▸ AIM OF THE TASK
Look through the data below for the line with "Might I ask you to point at the curved" and the line with "Might I ask you to point at the fire", then output those two and all lines in between, exactly as written.

▸ MATERIAL PROVIDED
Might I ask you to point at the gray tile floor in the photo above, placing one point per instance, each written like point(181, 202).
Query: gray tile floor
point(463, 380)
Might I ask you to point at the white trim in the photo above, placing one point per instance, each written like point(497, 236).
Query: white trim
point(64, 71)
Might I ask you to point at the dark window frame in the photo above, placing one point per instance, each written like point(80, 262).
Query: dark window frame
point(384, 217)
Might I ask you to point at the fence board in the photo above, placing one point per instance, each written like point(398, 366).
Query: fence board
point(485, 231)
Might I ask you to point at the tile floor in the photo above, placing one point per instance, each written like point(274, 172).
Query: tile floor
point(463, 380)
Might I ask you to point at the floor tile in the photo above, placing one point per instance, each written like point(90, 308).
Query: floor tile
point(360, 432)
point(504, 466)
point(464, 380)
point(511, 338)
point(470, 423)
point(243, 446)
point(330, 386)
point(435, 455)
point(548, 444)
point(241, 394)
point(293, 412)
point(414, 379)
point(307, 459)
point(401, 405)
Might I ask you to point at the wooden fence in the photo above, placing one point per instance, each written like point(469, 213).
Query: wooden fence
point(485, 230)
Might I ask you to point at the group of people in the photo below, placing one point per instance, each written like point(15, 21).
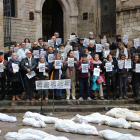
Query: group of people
point(27, 63)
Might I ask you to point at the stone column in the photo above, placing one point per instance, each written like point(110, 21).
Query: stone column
point(1, 27)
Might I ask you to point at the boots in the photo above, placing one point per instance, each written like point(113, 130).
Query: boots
point(13, 98)
point(17, 98)
point(114, 96)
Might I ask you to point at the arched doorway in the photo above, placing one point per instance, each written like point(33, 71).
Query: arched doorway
point(52, 19)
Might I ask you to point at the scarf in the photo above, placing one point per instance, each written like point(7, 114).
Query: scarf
point(97, 62)
point(125, 52)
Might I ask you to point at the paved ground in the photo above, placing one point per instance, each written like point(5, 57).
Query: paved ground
point(14, 127)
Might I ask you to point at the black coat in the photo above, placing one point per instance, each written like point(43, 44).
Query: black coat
point(13, 77)
point(25, 65)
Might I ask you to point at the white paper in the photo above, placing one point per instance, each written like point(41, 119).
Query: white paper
point(58, 40)
point(70, 62)
point(36, 53)
point(67, 84)
point(136, 42)
point(68, 48)
point(9, 58)
point(28, 46)
point(86, 42)
point(43, 53)
point(16, 49)
point(72, 37)
point(128, 63)
point(84, 68)
point(31, 75)
point(108, 67)
point(120, 64)
point(41, 67)
point(60, 84)
point(96, 72)
point(39, 85)
point(138, 68)
point(57, 64)
point(76, 54)
point(50, 58)
point(125, 38)
point(53, 84)
point(51, 43)
point(15, 67)
point(1, 67)
point(98, 48)
point(103, 42)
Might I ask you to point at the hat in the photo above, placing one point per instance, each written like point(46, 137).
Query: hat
point(1, 53)
point(84, 55)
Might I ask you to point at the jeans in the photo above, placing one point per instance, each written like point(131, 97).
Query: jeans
point(83, 82)
point(122, 85)
point(113, 84)
point(58, 92)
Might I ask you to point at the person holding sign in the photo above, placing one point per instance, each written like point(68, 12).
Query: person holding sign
point(123, 74)
point(97, 64)
point(84, 77)
point(71, 74)
point(14, 76)
point(110, 66)
point(42, 76)
point(28, 65)
point(57, 74)
point(136, 77)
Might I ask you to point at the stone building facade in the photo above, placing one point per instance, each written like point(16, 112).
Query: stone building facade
point(79, 16)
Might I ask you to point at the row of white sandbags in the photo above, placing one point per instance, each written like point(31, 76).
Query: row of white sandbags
point(71, 127)
point(124, 113)
point(32, 122)
point(39, 117)
point(31, 134)
point(6, 118)
point(113, 135)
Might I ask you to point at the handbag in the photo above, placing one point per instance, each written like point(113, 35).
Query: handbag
point(100, 79)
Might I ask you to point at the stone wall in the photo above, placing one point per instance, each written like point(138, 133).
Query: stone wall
point(128, 19)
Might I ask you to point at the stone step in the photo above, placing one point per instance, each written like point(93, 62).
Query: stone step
point(67, 108)
point(36, 96)
point(67, 102)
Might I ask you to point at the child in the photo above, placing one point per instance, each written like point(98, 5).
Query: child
point(123, 74)
point(42, 76)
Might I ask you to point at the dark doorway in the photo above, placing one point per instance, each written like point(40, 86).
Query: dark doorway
point(108, 17)
point(52, 19)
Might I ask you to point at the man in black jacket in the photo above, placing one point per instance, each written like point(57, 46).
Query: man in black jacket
point(28, 65)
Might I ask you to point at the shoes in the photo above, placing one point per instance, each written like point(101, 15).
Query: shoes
point(73, 98)
point(89, 98)
point(81, 99)
point(102, 98)
point(67, 98)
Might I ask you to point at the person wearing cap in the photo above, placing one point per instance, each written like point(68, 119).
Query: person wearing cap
point(115, 43)
point(29, 64)
point(81, 47)
point(3, 75)
point(84, 77)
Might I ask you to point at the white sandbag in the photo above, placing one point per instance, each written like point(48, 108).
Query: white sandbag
point(70, 126)
point(11, 136)
point(136, 125)
point(6, 118)
point(119, 123)
point(113, 135)
point(130, 116)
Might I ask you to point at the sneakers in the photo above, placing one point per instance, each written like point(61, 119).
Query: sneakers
point(67, 98)
point(73, 98)
point(89, 98)
point(81, 99)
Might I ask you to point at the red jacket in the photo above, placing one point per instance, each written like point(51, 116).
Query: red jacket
point(84, 75)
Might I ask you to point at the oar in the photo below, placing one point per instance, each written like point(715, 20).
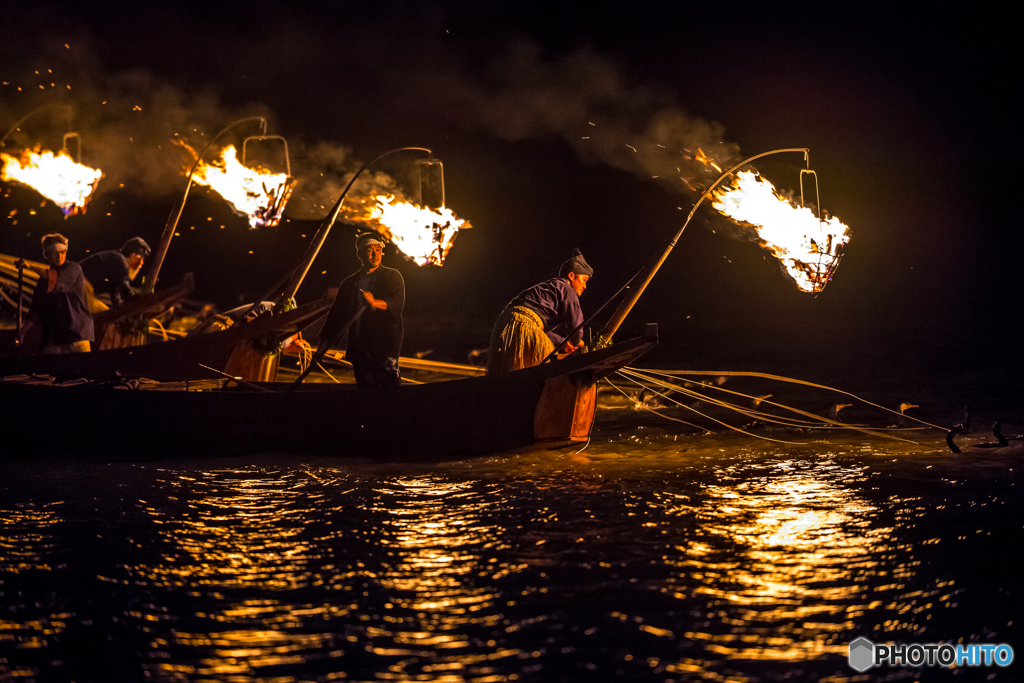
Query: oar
point(20, 291)
point(324, 348)
point(237, 379)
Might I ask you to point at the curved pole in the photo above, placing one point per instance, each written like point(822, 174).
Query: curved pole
point(645, 276)
point(295, 278)
point(33, 113)
point(172, 221)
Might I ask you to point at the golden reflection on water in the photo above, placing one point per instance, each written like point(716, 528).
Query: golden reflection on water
point(225, 534)
point(236, 532)
point(802, 552)
point(433, 535)
point(27, 546)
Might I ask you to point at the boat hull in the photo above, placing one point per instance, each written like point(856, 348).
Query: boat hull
point(465, 417)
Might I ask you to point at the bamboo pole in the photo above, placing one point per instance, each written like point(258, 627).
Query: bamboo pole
point(150, 282)
point(644, 278)
point(294, 279)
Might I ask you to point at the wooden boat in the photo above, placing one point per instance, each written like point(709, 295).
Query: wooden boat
point(552, 404)
point(245, 349)
point(108, 333)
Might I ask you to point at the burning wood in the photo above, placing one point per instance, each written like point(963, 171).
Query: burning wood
point(55, 176)
point(425, 236)
point(808, 247)
point(253, 193)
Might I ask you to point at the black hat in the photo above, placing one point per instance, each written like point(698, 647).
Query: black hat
point(136, 246)
point(577, 264)
point(369, 238)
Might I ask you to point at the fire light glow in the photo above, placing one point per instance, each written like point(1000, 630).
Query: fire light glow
point(55, 176)
point(253, 193)
point(423, 235)
point(808, 248)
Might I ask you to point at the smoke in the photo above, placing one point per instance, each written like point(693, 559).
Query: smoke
point(128, 121)
point(586, 100)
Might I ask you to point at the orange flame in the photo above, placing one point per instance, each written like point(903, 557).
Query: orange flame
point(57, 177)
point(808, 248)
point(254, 193)
point(425, 236)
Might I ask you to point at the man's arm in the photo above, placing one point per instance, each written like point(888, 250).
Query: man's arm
point(391, 291)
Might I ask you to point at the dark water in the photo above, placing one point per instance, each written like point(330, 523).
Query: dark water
point(649, 556)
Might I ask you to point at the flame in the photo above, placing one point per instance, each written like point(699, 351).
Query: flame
point(707, 161)
point(423, 235)
point(57, 177)
point(809, 248)
point(254, 193)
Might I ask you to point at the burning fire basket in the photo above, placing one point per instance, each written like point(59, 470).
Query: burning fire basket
point(269, 214)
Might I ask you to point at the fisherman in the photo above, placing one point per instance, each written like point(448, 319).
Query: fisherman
point(59, 313)
point(370, 304)
point(540, 318)
point(111, 272)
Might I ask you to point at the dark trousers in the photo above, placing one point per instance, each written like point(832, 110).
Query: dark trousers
point(374, 373)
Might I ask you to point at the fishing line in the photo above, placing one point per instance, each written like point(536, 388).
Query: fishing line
point(820, 420)
point(791, 380)
point(708, 417)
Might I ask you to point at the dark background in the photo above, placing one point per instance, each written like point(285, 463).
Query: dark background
point(907, 116)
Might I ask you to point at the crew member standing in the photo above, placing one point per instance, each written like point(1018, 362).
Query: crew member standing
point(374, 297)
point(111, 272)
point(59, 314)
point(539, 318)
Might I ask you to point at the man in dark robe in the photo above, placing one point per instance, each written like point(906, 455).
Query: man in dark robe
point(111, 272)
point(540, 318)
point(59, 321)
point(370, 303)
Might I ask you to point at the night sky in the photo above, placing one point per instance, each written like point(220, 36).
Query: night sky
point(907, 117)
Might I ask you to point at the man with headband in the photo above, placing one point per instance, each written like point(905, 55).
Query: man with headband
point(59, 321)
point(541, 317)
point(370, 304)
point(111, 272)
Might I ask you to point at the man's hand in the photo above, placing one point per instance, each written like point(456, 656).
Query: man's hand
point(379, 304)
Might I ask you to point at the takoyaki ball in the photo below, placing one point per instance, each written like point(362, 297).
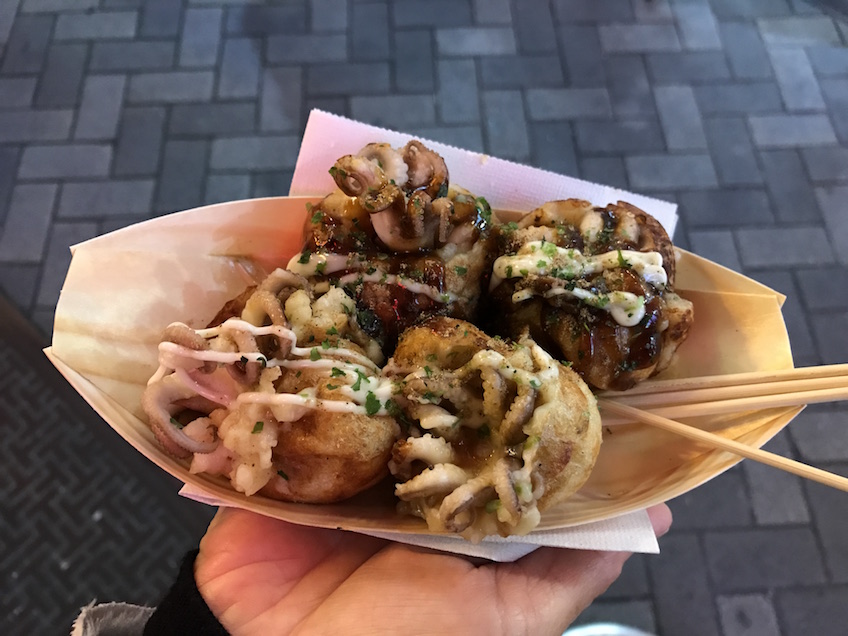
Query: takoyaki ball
point(595, 286)
point(498, 431)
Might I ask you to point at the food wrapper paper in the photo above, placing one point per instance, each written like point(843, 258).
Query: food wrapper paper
point(122, 289)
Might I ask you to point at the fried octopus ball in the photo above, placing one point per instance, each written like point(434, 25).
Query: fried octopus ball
point(502, 431)
point(607, 351)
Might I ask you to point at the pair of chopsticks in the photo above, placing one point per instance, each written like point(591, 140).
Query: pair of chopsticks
point(733, 393)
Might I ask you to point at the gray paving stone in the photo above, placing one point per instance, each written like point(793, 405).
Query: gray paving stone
point(100, 109)
point(777, 496)
point(784, 247)
point(35, 125)
point(796, 79)
point(62, 77)
point(831, 516)
point(716, 245)
point(817, 287)
point(836, 96)
point(8, 169)
point(534, 28)
point(828, 61)
point(506, 129)
point(633, 581)
point(18, 282)
point(698, 27)
point(139, 141)
point(832, 205)
point(96, 26)
point(183, 175)
point(16, 92)
point(292, 49)
point(432, 13)
point(254, 153)
point(51, 6)
point(271, 184)
point(24, 234)
point(212, 118)
point(369, 32)
point(492, 12)
point(26, 48)
point(813, 611)
point(457, 98)
point(595, 137)
point(363, 78)
point(171, 87)
point(797, 324)
point(747, 615)
point(201, 36)
point(160, 18)
point(65, 162)
point(636, 614)
point(736, 98)
point(394, 111)
point(137, 55)
point(466, 41)
point(414, 62)
point(681, 590)
point(732, 9)
point(671, 172)
point(606, 170)
point(328, 15)
point(240, 68)
point(680, 118)
point(638, 38)
point(720, 503)
point(745, 51)
point(282, 99)
point(591, 11)
point(791, 191)
point(466, 137)
point(826, 163)
point(774, 131)
point(553, 147)
point(91, 199)
point(732, 151)
point(582, 56)
point(742, 561)
point(58, 258)
point(568, 103)
point(831, 333)
point(520, 71)
point(629, 86)
point(798, 31)
point(227, 187)
point(262, 20)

▸ SOLUTION TO THIS TASK
Might I ask you to point at the curved pole in the photo above, placing one point per instance, each written like point(822, 174).
Query: curved pole
point(645, 276)
point(295, 278)
point(33, 113)
point(172, 221)
Might I ask you to point at the golden reflection on water in the photo above, placing one point per instance, each written like point(716, 528).
Query: golden reflection on water
point(225, 534)
point(236, 532)
point(802, 552)
point(433, 535)
point(27, 546)
Might I ask you to point at the boat hull in the photo above, placing one point per instance, each written like point(856, 348).
Query: boat hull
point(465, 417)
Might I ask you to point at the bamboo pole in the photo above, placing one point per instance, each written like point(258, 627).
Query: bamboo pole
point(150, 282)
point(644, 278)
point(294, 279)
Might I ask you to point at the wooden boat in the photo above, placing one point per instance, each written like point(709, 295).
Query: wooden boat
point(552, 404)
point(245, 349)
point(108, 333)
Might I ask you to point at the burning wood in the photo above, placing one point per instance, each written like point(963, 171).
Query: burning wood
point(55, 176)
point(425, 236)
point(808, 247)
point(253, 193)
Might I ask you to point at the black hat in the photo above, placing one point per instance, each written like point(698, 647).
Query: black hat
point(136, 246)
point(577, 264)
point(369, 238)
Might I ask you to point at the fire light glow in the photo above, placing one point per instance, each written like point(1000, 630).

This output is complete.